+++ PAGE EXTRACT +++
Looking Through Glass

Francois Pandolfo and the company
The Other Room/difficultstage
The Other Room at Porter's, Cardiff

Looking Through Glass Credit: Kieran Cudlip
Francois Pandolfo Credit: Kieran Cudlip
Nicola Reynolds, Eiry Hughes, Robert Bowman Credit: Kieran Cudlip

This year’s ostensibly festive offering at The Other Room is a sequel to last year’s Alix In Wundergarten, once more brought to us by difficultstage. Again, it’s a tribute, of sorts, to the legacy of Lewis Carroll; again, the comedy is somewhat bleak.

The Other Room has made something of a speciality of miraculously transforming the performance space. This time, Carl Davies’s beautiful set has us observing events in an immaculately rendered glass box of a BBC radio drama studio, complete with video monitors and a hidden recording booth. We cannot fail to notice that the studio contains a smaller transparent cubicle in which an underwear-clad young man appears to have been locked.
+++ RECORD EXTRACTS +++
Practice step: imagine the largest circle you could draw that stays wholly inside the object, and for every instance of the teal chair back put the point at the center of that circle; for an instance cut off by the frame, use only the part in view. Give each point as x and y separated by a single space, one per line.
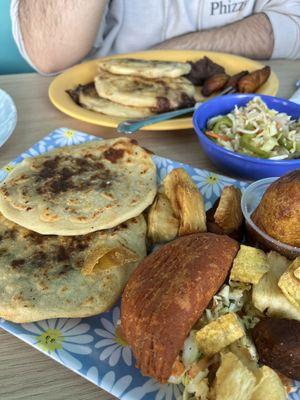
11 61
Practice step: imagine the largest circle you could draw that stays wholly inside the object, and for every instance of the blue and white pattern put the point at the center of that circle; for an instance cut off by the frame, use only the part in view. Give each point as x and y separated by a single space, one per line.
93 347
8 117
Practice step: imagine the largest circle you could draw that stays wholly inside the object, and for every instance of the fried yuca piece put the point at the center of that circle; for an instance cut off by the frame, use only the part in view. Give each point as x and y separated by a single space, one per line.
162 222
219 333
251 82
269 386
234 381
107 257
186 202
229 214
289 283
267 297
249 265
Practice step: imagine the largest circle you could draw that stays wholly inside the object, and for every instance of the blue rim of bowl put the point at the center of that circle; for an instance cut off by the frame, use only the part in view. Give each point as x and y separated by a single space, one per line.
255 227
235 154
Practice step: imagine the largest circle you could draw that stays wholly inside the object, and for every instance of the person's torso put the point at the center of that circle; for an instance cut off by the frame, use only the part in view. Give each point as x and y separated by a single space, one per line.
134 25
+++
+++ RECORD EXTRACTS +++
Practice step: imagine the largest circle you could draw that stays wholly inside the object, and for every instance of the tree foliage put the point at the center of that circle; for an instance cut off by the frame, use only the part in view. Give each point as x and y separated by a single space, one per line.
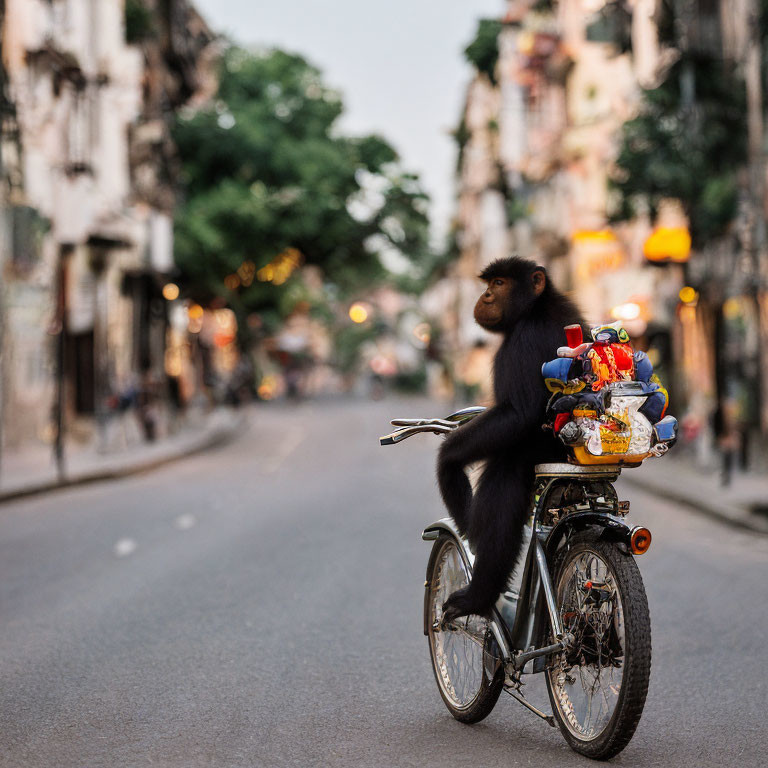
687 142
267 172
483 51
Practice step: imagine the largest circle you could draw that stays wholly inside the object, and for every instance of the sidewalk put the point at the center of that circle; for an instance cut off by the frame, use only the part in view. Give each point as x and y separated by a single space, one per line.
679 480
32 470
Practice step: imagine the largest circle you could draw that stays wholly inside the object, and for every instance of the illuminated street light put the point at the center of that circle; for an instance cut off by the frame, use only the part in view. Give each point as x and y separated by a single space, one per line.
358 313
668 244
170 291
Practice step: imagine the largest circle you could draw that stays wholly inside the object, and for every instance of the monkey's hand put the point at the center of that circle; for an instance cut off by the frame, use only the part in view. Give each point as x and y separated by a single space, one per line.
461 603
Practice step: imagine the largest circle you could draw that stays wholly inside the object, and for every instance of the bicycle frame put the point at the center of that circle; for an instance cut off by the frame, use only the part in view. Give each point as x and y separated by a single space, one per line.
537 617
+++
## ACTIVITY 1
Reproduce the portion of the theatre review starting at "Looking Through Glass Credit: Kieran" and ending at "have been locked.".
## ACTIVITY 2
Write the next part of the review of Looking Through Glass, picking up after its final sentence.

## ANSWER BOX 1
Looking Through Glass Credit: Kieran Cudlip
Francois Pandolfo Credit: Kieran Cudlip
Nicola Reynolds, Eiry Hughes, Robert Bowman Credit: Kieran Cudlip

This year’s ostensibly festive offering at The Other Room is a sequel to last year’s Alix In Wundergarten, once more brought to us by difficultstage. Again, it’s a tribute, of sorts, to the legacy of Lewis Carroll; again, the comedy is somewhat bleak.

The Other Room has made something of a speciality of miraculously transforming the performance space. This time, Carl Davies’s beautiful set has us observing events in an immaculately rendered glass box of a BBC radio drama studio, complete with video monitors and a hidden recording booth. We cannot fail to notice that the studio contains a smaller transparent cubicle in which an underwear-clad young man appears to have been locked.

## ANSWER BOX 2
The conceit of the show is that we, the audience, are applicants for an assistant producer’s role and have been invited to observe a recording of a piece inspired by Alice Through The Looking-Glass. Our hostess is alpha female Alison Tittenson, who was merely referred to in the previous show. Here, she is brought to intimidating life by Nicola Reynolds, complete with imperious RP accent and severe blonde bob.

Amongst other BBC secrets, we learn that Francois Pandolfo’s Fabian is being publicly humiliated as punishment for some infraction committed the previous day. We also meet the other cast members, each of whom has issues of their own.

Even as the audience troop in, we encounter the wheelchair-bound Gwenith being helped to access the studio by a couple of pre-selected audience members (who later find themselves part of the production). Gwenith, played by Eiry Hughes, is an earnest Welsh-speaker and loving mother; and it eventually transpires that the mysterious illness which has struck her down is but one of her issues.

The final cast-member is ebullient latecomer Ivor—Robert Bowman, in an illuminated festive jumper. The fact that he is Alison’s gay ex-husband is the root of much of the trouble which follows.

As the recording progresses, there is a great deal of comic strangeness. The script, by Pandolfo and the company, inspires many audience titters, most of them guilty.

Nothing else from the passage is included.